→ **Exercise tasks**
(A) From the methods text on hippocampus extraction and immunoblotting, quote the part that opens with the words containing "The mice were" and closes with "at −80 °C until use.".
(B) In the methods text on hippocampus extraction and immunoblotting, how long after the last ILT test were the mice sacrificed?
(C) Write what comes next in the methods text on hippocampus extraction and immunoblotting, starting after its final sentence.

→ **Passage for review**
========================================================================
Hippocampus Extraction and Immunoblotting Analysis

The mice were sacrificed 48 h after the last ILT test to eliminate the effects of acute exercise stress. The hippocampus of each hemisphere was surgically excised under sterile RNase-free conditions, snap-frozen in liquid nitrogen and stored at −80 °C until use.

The hippocampi were processed with a Tissuelyser machine (Jingxin, Shanghai, China). The samples were lysed in RIPA buffer and protease inhibitor cocktail, and the protein supernatants were collected after centrifugation. The protein concentration was calculated using the BCA Protein Assay Kit (Thermo Scientific, Rosemont, IL, USA). Equal amounts of protein were loaded on 12.5% SDS-polyacrylamide gels, separated using electrophoresis, and then transferred to a PVDF membrane (Bio-Rad, Irvine, CA, USA). The membrane was blocked with 5% skim milk powder in TBST for 1 h and incubated with primary antibodies (phosphorylation-TrkB Y705, 1:1,000, Abcam, Cambridge, UK; TrkB, 1:1,000, Cell Signaling, Danvers, MA, USA; p75NTR, 1:1,000, Cell Signaling, Danvers, MA, USA; BDNF, 1:1,000, Proteintech Group, Inc., Rosemont, IL, USA; β-actin, 1:1,000, Proteintech Group, Inc., Rosemont, IL, USA) at 4°C overnight. The membrane was washed in TBST four times for 10 mins each, and the membrane was incubated for 1 h with anti-mouse IgG (1:10,000, Invitrogen, Carlsbad, CA, USA) or anti-rabbit IgG (1:5,000, Abcam, Cambridge, UK). Thereafter, the membrane was washed four times for 10 min. The bands were detected with the SuperSignal West Pico chemiluminescence substrate (Thermo Scientific, Rosemont, IL, USA).
========================================================================
→ **Material shown**
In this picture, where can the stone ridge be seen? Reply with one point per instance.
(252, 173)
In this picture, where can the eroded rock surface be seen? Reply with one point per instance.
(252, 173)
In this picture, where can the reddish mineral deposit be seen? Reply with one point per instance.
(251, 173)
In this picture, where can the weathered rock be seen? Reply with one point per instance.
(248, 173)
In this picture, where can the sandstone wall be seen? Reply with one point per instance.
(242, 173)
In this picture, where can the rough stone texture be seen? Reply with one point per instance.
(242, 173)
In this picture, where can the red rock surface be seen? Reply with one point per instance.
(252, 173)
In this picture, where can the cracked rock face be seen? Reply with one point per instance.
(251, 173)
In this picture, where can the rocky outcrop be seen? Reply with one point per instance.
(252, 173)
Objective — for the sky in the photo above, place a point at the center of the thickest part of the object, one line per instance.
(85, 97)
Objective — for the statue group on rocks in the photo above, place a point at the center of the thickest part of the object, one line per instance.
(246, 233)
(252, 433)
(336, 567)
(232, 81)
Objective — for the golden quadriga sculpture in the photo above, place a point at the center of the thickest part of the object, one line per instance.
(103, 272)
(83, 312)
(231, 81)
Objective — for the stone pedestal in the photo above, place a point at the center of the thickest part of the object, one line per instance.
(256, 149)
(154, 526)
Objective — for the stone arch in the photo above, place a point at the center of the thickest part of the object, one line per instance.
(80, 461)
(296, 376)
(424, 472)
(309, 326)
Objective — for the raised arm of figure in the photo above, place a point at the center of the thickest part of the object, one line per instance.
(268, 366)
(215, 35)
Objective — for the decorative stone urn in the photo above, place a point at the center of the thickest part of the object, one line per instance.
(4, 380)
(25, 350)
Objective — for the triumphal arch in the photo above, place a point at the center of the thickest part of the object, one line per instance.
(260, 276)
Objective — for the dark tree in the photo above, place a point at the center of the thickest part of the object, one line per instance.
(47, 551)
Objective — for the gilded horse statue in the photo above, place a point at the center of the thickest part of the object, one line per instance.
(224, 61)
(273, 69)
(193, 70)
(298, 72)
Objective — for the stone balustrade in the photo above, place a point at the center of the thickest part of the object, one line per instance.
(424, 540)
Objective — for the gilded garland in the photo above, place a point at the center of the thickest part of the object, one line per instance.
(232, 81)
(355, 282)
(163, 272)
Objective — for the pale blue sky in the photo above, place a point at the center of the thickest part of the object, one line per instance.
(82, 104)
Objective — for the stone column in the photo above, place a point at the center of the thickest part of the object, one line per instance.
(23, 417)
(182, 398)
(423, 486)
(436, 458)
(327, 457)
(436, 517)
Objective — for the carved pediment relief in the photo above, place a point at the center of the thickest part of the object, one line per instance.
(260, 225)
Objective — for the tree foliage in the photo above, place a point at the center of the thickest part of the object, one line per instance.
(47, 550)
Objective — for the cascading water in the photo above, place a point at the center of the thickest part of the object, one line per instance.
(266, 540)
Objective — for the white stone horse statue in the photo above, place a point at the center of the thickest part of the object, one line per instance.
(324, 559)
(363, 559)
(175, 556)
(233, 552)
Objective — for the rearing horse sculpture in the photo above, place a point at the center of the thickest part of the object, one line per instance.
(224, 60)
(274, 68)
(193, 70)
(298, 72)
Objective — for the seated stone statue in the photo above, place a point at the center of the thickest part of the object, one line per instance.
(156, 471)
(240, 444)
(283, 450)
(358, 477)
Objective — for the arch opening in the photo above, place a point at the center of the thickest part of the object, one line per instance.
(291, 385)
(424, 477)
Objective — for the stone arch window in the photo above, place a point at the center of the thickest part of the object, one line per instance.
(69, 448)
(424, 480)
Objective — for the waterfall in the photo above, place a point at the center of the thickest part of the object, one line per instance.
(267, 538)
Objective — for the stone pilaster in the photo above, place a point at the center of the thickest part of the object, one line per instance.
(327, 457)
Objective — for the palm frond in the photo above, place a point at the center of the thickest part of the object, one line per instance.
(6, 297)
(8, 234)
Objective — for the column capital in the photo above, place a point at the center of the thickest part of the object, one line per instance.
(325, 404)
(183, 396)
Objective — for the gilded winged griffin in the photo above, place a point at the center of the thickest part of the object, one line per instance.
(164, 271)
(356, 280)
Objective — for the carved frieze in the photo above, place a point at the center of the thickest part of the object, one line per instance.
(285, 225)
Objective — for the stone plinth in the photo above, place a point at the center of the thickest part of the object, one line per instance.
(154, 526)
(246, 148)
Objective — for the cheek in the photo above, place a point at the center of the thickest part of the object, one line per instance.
========================================================================
→ **Answers for the tasks**
(A)
The mice were sacrificed 48 h after the last ILT test to eliminate the effects of acute exercise stress. The hippocampus of each hemisphere was surgically excised under sterile RNase-free conditions, snap-frozen in liquid nitrogen and stored at −80 °C until use.

(B) 48 h after the last ILT test.

(C)
RNA Isolation

For RNA isolation, the frozen hippocampus was homogenized using TRIzol reagent (Thermo Scientific, Rosemont, IL, USA) according to the manufacturer’s protocol. The RNA quality and quantity were measured using a Nanodrop spectrophotometer (ND-1000, Thermo Scientific, Rosemont, IL, USA).

Quantitative Real-Time PCR (qRT-PCR)

For miRNA expression analysis, reverse transcription was performed using miRNA-specific probes to generate corresponding cDNA products. qRT-PCR was carried out with a TaqMan PCR kit on a Roche LightCycler 480 ∥ sequence detection system. The real-time PCR conditions consisted of a predenaturation step at 95°C for 5 min, followed by 40 cycles of 95°C for 15 s and 60°C for 1 min. The following TaqMan® miRNA assays used were: hsa-miR-132 (ID: 000457), hsa-miR-34a-5p (ID: 000426), hsa-miR-124-3p (ID: 001182) and hsa-miR-21 (ID: 000397). All reactions, including those for the reference controls, were run in duplicate, and the Ct values were calculated. The Ct values of the miRNAs were normalized to that of U6 snRNA, and the relative levels of miRNAs were determined using the formula 2−ΔΔCT.

For mRNA expression analysis, the oligo (dT) method (TaKaRa, Dalian, China) was used for the reverse transcription of protein gene mRNA to generate cDNA. qRT-PCR was then performed using SYBR Green dye (Invitrogen) and specific primers for BDNF, p75 and TrkB. The specific primers were designed using the NCBI primer design tool (Table 1). The Ct values were determined by setting a fixed threshold. The relative mRNA levels were normalized to that of β-actin using the 2−ΔΔCT method as described above.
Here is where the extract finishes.